■ Problem statement
Extract, from the listing that follows, each line containing the word "find".

■ Data listing
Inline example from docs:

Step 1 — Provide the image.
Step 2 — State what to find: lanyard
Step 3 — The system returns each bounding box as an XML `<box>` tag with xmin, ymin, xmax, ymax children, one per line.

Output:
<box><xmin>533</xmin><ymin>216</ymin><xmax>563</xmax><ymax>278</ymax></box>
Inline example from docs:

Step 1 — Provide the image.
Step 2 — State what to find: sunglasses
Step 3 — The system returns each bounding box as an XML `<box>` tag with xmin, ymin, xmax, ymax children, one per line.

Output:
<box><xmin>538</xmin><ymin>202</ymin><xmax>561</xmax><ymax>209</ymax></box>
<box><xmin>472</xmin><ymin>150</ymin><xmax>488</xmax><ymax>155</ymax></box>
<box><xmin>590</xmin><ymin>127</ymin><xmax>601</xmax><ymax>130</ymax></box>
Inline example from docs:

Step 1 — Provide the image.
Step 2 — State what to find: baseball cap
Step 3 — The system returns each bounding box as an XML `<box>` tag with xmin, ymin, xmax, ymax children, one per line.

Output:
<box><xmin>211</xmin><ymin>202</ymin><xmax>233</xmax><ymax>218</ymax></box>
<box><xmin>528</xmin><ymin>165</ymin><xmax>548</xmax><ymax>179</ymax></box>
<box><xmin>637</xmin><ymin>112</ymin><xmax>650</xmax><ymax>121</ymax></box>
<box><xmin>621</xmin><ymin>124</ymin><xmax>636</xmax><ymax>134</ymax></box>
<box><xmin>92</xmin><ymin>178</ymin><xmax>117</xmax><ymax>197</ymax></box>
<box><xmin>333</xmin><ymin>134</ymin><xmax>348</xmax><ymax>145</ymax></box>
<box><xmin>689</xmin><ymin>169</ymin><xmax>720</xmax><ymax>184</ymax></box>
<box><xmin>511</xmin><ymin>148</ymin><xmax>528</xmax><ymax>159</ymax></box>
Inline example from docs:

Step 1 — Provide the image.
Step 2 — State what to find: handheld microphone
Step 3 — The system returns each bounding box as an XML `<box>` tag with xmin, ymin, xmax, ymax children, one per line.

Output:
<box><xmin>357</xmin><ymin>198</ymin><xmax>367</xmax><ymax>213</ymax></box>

■ Exercise output
Step 2 — State what to find: lanyard
Step 2 — State what to find: sunglasses
Step 2 — State what to find: baseball cap
Step 2 — State what to find: handheld microphone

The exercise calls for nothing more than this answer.